WORK TO COMPLETE: A word-for-word transcript of every entry is required.

Collection entries:
::::

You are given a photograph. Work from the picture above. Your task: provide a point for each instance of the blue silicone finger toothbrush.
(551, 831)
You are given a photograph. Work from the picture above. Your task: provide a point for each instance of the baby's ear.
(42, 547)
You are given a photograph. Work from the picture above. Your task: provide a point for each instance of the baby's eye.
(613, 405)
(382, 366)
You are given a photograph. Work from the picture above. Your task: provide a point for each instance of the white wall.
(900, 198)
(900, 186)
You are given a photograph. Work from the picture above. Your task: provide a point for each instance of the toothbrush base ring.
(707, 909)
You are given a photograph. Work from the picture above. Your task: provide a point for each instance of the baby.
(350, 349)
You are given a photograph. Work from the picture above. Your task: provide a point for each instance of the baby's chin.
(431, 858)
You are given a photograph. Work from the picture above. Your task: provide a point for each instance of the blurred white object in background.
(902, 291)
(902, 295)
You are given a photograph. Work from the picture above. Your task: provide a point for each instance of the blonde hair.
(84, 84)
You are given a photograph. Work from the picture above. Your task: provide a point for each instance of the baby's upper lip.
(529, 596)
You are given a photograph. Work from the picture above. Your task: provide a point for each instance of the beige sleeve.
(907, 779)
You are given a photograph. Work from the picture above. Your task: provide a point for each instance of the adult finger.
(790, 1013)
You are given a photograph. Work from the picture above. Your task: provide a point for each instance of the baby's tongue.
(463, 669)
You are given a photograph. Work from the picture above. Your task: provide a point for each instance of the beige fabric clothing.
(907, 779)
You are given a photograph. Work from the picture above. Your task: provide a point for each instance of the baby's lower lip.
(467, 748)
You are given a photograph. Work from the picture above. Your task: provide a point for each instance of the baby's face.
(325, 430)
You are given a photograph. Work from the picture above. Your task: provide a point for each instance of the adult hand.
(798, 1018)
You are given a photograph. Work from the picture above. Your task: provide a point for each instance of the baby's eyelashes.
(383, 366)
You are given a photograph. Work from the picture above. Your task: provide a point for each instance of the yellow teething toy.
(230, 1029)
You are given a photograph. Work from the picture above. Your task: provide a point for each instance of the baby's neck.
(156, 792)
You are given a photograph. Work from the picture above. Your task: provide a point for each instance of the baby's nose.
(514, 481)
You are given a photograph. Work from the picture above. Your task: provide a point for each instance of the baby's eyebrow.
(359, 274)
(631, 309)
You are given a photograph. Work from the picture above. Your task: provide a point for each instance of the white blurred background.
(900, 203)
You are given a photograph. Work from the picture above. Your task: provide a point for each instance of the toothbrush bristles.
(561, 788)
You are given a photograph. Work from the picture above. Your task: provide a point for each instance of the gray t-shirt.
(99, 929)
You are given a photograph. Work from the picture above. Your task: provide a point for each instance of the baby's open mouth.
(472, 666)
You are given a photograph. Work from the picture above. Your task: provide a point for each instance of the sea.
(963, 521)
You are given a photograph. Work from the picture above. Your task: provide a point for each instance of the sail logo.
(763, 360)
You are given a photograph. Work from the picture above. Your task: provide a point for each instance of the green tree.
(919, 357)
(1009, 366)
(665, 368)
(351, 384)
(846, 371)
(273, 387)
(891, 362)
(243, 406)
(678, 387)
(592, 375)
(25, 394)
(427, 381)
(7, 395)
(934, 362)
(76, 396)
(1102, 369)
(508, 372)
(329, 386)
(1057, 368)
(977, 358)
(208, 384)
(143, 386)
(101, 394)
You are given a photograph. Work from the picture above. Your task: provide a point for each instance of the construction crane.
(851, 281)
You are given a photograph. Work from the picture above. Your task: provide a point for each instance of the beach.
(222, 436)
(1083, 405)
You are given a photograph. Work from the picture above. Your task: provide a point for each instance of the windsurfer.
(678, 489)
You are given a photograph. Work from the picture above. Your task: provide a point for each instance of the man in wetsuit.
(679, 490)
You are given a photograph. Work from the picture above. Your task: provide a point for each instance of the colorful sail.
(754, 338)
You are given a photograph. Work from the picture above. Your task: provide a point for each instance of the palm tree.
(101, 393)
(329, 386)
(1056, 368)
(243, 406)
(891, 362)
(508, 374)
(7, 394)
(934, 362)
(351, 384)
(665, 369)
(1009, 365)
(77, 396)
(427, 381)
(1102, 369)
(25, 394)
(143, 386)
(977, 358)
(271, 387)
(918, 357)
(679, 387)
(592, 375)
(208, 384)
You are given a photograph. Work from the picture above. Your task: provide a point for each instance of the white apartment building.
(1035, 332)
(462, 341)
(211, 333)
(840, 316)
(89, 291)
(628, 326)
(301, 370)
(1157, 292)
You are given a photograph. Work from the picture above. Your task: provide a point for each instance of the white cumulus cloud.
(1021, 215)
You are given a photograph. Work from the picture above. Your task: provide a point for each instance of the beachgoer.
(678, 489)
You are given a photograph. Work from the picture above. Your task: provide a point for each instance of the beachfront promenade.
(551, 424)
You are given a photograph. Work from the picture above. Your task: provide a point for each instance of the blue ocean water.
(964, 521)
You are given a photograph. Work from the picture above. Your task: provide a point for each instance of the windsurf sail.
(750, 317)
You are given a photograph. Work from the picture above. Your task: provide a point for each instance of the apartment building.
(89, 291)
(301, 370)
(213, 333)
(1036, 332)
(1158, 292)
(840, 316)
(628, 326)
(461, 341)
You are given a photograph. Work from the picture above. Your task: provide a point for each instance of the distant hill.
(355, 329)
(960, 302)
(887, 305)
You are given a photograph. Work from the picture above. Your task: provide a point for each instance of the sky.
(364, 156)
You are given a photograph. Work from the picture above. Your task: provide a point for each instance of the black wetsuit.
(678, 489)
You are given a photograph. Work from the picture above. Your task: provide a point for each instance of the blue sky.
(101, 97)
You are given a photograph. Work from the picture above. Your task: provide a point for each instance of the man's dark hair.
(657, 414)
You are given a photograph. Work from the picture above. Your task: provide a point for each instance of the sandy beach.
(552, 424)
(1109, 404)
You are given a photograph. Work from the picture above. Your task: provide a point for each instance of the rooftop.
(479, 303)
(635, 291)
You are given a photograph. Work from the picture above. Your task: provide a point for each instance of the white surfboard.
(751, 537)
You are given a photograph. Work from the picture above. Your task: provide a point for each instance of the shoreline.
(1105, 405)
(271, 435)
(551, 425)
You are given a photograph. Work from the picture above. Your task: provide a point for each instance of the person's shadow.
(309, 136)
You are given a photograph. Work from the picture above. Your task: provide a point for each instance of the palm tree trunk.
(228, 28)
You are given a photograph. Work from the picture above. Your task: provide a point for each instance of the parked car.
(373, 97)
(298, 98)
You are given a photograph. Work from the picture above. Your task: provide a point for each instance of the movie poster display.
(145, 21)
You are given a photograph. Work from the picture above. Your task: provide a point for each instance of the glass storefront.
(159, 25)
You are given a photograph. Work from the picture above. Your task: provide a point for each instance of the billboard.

::::

TASK RESULT:
You are given a photograph. Work from the picture above. Your task: provide a point for each instance of the blue silicone finger toothbrush.
(551, 831)
You are given a photograph. Work from the picture above. Your task: provide a point for each instance of the baby's ear.
(42, 547)
You are given a photograph. Work from the picture above. Your task: provide a point for each instance of the baby's eye.
(613, 405)
(382, 366)
You are given a photograph. Work from the picture above. Your task: provide a point for each instance of the white wall.
(900, 198)
(900, 186)
You are given a photograph. Work from the picture above. Your task: provide a point for each instance of the toothbrush base ring.
(707, 909)
You are given a photograph. Work from the picture above. Your task: provide a point for each instance of the baby.
(350, 349)
You are given a photograph. Work from the picture above. Your task: provide a point for each instance of the baby's chin.
(431, 858)
You are given a photograph. Work from the picture above. Your task: provide a point for each instance of the blurred white object in background.
(902, 291)
(902, 295)
You are given a photograph. Work from the picture above. Your task: provide a point for each instance of the blonde hair.
(84, 84)
You are given a photograph. Work from the picture above. Your task: provide a point for each instance of the baby's upper lip.
(529, 596)
You are given a photograph. Work from the picture above. Your task: provide a point for each instance of the beige sleeve.
(907, 779)
You are given a photograph. Work from the picture above. Your task: provide a point for each instance of the adult finger.
(790, 1013)
You are given a photograph. Work from the picture above. Your task: provide a point for each instance of the baby's tongue.
(463, 669)
You are given a photograph. Work from the picture above. Your task: provide a point for each instance of the beige fabric clothing.
(907, 779)
You are given a photograph. Work from the picture above. Your task: provide a point for each instance of the baby's lower lip.
(467, 748)
You are given a photograph. Work from the picture above. Your task: provide a point for each instance of the baby's face.
(325, 430)
You are given a photograph. Work from the picture above. Your task: provide a point for each instance of the adult hand.
(798, 1018)
You are given a photograph. Work from the picture above. Your task: provide a point for each instance of the baby's eyelashes.
(383, 366)
You are given a photograph. Work from the picture above. Your task: provide a point for each instance of the yellow teething toy.
(230, 1029)
You are given a photograph. Work from the picture above. Your task: provide a point for each instance of the baby's neck.
(156, 792)
You are given a photograph. Work from the picture above. Your task: provide a point for each instance of the baby's nose.
(514, 481)
You are given a photograph. Work from the picture above. Your task: provide a point for each instance of the baby's eyebrow.
(359, 274)
(631, 309)
You are given a photograph. Work from the picture above. Your task: provide a point for each instance of the white blurred background.
(900, 203)
You are given a photograph. Work from the picture above. Your task: provide a point for each instance of the toothbrush bristles.
(561, 788)
You are given a photograph. Work from the picture above. Your task: provide a point for each instance of the gray t-shirt.
(99, 929)
You are given a photograph. Work from the picture above. Your task: provide a point for each instance of the baby's open mouth.
(472, 666)
You are given a photograph. Work from the picture above. Your task: provide a point for each instance of the sea.
(963, 521)
You are given a photograph. Work from the picture above. Your task: provide a point for each instance of the sail logo.
(763, 360)
You are given a photograph. Work from the picture above. Your task: provide a point for each instance of the green tree.
(919, 357)
(1009, 366)
(665, 368)
(351, 384)
(846, 371)
(273, 387)
(891, 362)
(243, 406)
(678, 387)
(592, 375)
(25, 394)
(427, 381)
(7, 395)
(934, 362)
(76, 396)
(1102, 369)
(508, 372)
(329, 386)
(1057, 368)
(977, 358)
(208, 384)
(143, 386)
(101, 394)
You are given a photograph. Work from the picture above. Your task: provide a point for each instance of the construction crane.
(851, 281)
You are given a photograph. Work from the picture above. Your task: provide a point for each instance of the beach.
(222, 436)
(1083, 405)
You are given a photograph. Work from the picture above. Your task: provide a point for each instance of the windsurfer.
(678, 489)
You are given a photograph. Work from the picture above. Your task: provide a point for each instance of the man in wetsuit.
(679, 490)
You are given a photograph. Work from the picture above. Your task: provide a point for each instance of the colorful sail.
(754, 338)
You are given a photograph. Work from the picture above. Your task: provide a point for each instance of the palm tree.
(101, 393)
(329, 386)
(1056, 368)
(243, 406)
(891, 362)
(508, 374)
(7, 394)
(934, 362)
(351, 384)
(665, 369)
(1009, 365)
(77, 396)
(427, 381)
(1102, 369)
(25, 394)
(143, 386)
(977, 358)
(271, 387)
(918, 357)
(679, 387)
(592, 375)
(208, 384)
You are given a photograph. Work from the picture above. Your task: provide a point for each instance of the white apartment building.
(1035, 332)
(462, 341)
(211, 333)
(840, 316)
(89, 291)
(628, 326)
(301, 370)
(1157, 292)
You are given a photograph. Work from the picture above. Your task: provide a point for each instance of the white cumulus cloud.
(1021, 215)
You are given a photograph. Work from the picture above. Your task: provide a point for each instance of the beachgoer.
(678, 489)
You are given a photograph. Work from the picture above. Your task: provide a point for each instance of the beachfront promenade.
(551, 424)
You are given a photograph. Work from the picture above. Your task: provide a point for each instance of the blue ocean water.
(964, 521)
You are given a photograph. Work from the picture above. Your task: provide a point for each instance of the windsurf sail.
(750, 317)
You are given a photograph. Work from the picture above. Your task: provide a point for each instance of the apartment building.
(89, 291)
(301, 370)
(213, 333)
(1036, 332)
(1158, 292)
(840, 316)
(628, 326)
(461, 341)
You are given a photograph. Work from the picture above. Your task: provide a point for each instance of the distant hill.
(355, 329)
(960, 302)
(887, 305)
You are given a photograph. Work from the picture above. Your task: provide a point for each instance of the sky.
(364, 156)
You are given a photograph. Work from the picture above. Your task: provide a point for each instance of the black wetsuit.
(678, 489)
You are given a photograph. Work from the picture above. Your task: provide a point for each instance of the blue sky.
(101, 97)
You are given a photograph. Work from the picture above. Your task: provide a point for each instance of the man's dark hair.
(657, 414)
You are given a photograph. Work from the picture above. Your task: provide a point for each instance of the sandy beach.
(552, 424)
(1109, 404)
You are given a photograph. Work from the picture above. Your task: provide a point for each instance of the rooftop.
(479, 303)
(635, 291)
You are given a photograph. Work from the picture above. Your task: provide a point for each instance of the white surfboard.
(751, 537)
You are given a photograph. Work from the picture above. Your task: provide a point for each instance of the shoreline.
(1105, 405)
(271, 435)
(551, 425)
You are given a photograph. Work from the picture above. Your task: provide a point for each instance of the person's shadow.
(309, 136)
You are given a photograph. Work from the picture above. Your task: provide a point for each instance of the palm tree trunk.
(228, 28)
You are given a photograph. Work from the picture above. Your task: provide a point for each instance of the parked car.
(373, 97)
(298, 98)
You are given a photograph. Work from the picture above. Your task: provide a point for each instance of the movie poster display.
(145, 21)
You are given a photograph. Work from the picture above. Your task: provide a point for each instance of the glass storefront.
(159, 25)
You are given a photograph. Work from the picture above. Your task: provide a point for each instance of the billboard.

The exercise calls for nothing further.